### Consigne a
Répondez aux questions suivantes à partir du texte cité.
(i) De quand date la loi appelée « loi Debré » ?
(ii) Selon le texte cité, que cette loi impose-t-elle aux écoles privées en matière de programmes et de méthodes ?
(iii) Quel document sert de base aux écoles diocésaines ?

### Texte cité
De nombreuses écoles privées ont pourtant le label « catholique », en particulier dans notre pays, et dépendent de l’autorité diocésaine. Pour quelles raisons ces écoles ne conviennent-elles pas pour l’éducation des enfants catholiques de la Tradition, c’est ce que j’essayerai d’examiner. Délimitons tout d’abord notre champ d’étude. Il ne s’agit pas d’examiner ici des causes secondaires ou accidentelles, liées aux personnes, aux bâtiments ou aux méthodes particulières mises en oeuvre. Il s’agit de considérer les principes mêmes sur lesquels s’appuie l’enseignement diocésain officiel.
Ecartons également les conséquences du contrat signé avec l’Etat par l’immense majorité des écoles diocésaines selon les termes de la loi appelée « loi Debré », du 31 décembre 1959, modifiée à plusieurs reprises par la suite. Cette loi impose aux écoles privées, tout en leur concédant un caractère propre, de suivre les programmes et les méthodes de l’Etat et fixe les conditions de recrutement des enseignants. Ce simple point justifie déjà amplement le choix d’une école indépendante, pour l’instant encore libre de ses programmes et de ses méthodes, dans le cadre du socle commun décidé par l’Etat.
Le document qui sert de base aux écoles diocésaines est la déclaration Gravissimum Educationis du Concile Vatican II (1). Il est régulièrement cité par tous les documents émanant du Saint-Siège concernant l’éducation et les écoles catholiques (2), ainsi que par les évêques de France (3).

### Données d'entrée
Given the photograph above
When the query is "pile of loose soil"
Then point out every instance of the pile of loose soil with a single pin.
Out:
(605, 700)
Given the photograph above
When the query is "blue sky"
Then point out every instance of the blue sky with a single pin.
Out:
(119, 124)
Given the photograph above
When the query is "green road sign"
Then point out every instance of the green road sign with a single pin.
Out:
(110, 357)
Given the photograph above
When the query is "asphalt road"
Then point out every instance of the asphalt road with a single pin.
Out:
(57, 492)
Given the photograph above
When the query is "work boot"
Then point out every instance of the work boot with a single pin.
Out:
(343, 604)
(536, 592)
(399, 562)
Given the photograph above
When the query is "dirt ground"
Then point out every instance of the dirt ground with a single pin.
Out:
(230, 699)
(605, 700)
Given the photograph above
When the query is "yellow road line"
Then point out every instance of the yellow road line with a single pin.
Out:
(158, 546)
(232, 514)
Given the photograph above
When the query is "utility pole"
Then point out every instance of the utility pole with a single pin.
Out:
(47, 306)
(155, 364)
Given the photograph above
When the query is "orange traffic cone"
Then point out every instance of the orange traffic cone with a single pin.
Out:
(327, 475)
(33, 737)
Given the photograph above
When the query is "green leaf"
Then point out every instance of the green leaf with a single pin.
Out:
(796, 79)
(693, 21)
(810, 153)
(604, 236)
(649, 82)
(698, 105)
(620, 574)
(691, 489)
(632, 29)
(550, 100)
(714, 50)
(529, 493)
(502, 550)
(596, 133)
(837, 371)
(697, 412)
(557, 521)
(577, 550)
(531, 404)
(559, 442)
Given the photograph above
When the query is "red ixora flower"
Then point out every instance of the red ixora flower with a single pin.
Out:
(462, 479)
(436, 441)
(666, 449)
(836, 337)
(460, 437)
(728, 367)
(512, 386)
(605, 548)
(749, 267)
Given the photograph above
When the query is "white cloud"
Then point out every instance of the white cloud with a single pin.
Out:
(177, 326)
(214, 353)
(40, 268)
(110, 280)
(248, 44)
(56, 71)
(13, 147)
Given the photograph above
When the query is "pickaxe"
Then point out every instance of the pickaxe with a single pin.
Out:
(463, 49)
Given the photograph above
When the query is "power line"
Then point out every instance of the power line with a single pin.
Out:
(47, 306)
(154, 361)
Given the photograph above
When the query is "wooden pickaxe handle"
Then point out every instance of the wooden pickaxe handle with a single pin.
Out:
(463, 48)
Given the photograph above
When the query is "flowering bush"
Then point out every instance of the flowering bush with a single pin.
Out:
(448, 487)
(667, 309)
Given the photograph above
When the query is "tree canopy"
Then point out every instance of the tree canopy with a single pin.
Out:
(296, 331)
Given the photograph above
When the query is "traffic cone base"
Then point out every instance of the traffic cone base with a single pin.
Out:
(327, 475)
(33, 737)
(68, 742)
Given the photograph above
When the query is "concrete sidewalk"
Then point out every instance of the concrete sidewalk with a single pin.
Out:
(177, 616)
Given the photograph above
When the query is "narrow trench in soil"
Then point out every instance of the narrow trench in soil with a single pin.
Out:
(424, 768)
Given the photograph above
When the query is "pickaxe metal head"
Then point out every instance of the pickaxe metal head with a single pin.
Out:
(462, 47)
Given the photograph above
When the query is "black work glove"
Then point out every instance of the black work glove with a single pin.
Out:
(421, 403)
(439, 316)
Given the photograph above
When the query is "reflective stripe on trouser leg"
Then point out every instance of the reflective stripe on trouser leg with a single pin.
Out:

### Consigne b
Extrayez chaque ligne des enregistrements qui contient la chaîne « canopy ». La casse doit être respectée.

### Corrigé a
(i) Du 31 décembre 1959.
(ii) Elle leur impose de suivre les programmes et les méthodes de l'État.
(iii) La déclaration Gravissimum Educationis du Concile Vatican II.

### Corrigé b
When the query is "tree canopy"
Then point out every instance of the tree canopy with a single pin.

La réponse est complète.